Problem to solve:
Write the entries below out again exactly; any picture in them stays out.

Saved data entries
*-*-*

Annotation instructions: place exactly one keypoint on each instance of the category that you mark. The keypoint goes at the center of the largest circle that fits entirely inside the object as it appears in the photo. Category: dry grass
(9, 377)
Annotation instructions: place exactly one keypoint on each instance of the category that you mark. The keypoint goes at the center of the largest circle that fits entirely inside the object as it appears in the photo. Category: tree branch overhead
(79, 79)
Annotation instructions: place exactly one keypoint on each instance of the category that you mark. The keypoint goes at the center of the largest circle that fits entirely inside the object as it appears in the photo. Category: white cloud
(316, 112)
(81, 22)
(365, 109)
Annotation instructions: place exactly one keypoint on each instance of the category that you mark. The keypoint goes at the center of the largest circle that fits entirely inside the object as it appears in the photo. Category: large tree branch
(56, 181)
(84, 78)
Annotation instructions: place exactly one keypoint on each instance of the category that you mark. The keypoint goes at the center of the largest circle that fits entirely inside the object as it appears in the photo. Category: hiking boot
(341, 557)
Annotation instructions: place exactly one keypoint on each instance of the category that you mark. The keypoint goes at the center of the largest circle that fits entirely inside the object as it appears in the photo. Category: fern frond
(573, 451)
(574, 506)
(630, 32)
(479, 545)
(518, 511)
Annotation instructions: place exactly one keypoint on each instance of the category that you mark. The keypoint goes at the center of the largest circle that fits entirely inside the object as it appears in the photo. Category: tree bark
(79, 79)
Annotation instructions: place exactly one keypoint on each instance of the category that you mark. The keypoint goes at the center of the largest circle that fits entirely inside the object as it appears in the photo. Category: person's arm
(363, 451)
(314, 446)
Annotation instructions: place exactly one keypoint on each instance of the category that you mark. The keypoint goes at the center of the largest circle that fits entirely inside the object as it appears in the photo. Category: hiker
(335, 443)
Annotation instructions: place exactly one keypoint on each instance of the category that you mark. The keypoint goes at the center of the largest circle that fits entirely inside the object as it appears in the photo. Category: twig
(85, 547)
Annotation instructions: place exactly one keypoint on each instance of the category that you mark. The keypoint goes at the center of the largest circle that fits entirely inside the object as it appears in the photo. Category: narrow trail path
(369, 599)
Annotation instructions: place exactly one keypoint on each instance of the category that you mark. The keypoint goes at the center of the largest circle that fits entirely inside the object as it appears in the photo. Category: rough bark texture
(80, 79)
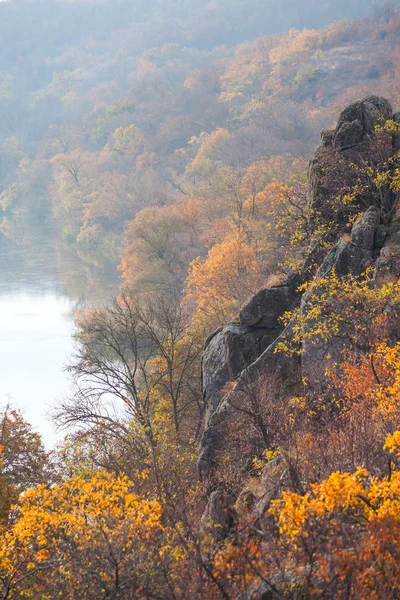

*-*-*

Solved problem:
Annotation instructions: place exactly one keypoint on each instance of the category that you mark. The keypoint goes at the center of the largest circle that fits entirely inside the object as it appears in the photo. Category: dry grass
(9, 377)
Annotation instructions: place exactly one keypoint on each instance of the category that you mark. The keypoint goes at the center of the largest circle that fits entirely inside the object as it appears in the photo. Category: tree branch overhead
(79, 79)
Annotation instructions: place exactly one keypoint on each instance of the category that you mark. The keypoint goes at the center of the largest circle that fits entirely inside the object as it appears in the photo. Category: white cloud
(316, 112)
(81, 22)
(365, 109)
Annotation instructions: place exactly one keypoint on each instance of the category that you mark. The keypoint goes at the center of the largest circle that fits entirely inside the object as it appears in the photo. Category: large tree branch
(56, 181)
(84, 78)
Annotation instructions: place exactly one keypoint on each instance of the category that you mark. The keypoint goes at the center of the largest circle that fits entirely inside the object as it appears in the photo. Category: hiking boot
(341, 557)
Annotation instructions: place exactly one keypoint on each instance of the category that you mark. The keypoint goes at the center of the largest circle that fits entirely inside the object as it appears in the photo. Category: fern frond
(573, 451)
(574, 506)
(630, 32)
(479, 545)
(518, 511)
Annotation instructions: place exactly one keypoint on each instance of the category that you mark. The keypoint goes at the center of the largest circle that fits entirely inside the object as it appears in the photo. Category: tree bark
(79, 79)
Annotation instructions: place exactly one keypoint on each instance of the category that you mark. The keypoint goes at the center of the largest circle that fits entirely inside the object as it appears in the photo. Category: person's arm
(363, 451)
(314, 446)
Annotation instructions: place exactly one keypoint on each instance of the category that you mark. The keypoint goes at the center of the largest circle that fits entirely inside the object as it appears in the photo. Category: hiker
(335, 443)
Annotation instructions: place exactly one keypoint on each instance of the category that you mark. The keypoint goes at the center of the largest circle that fits entirely inside the object as it appears in the photo. Category: twig
(85, 547)
Annotation instructions: place exactly one keypoint on each instance of the category that you mark. The keypoint goes at the center of the largest circle that fits entirely inside the object as it appears in the photo. Category: narrow trail path
(369, 599)
Annotation instructions: place exactly one keypoint on each instance of the category that you mark. The keypoint goes at the center of the largest circle that fits entirely inside the object as it appears in the photo. Category: rough bark texture
(80, 79)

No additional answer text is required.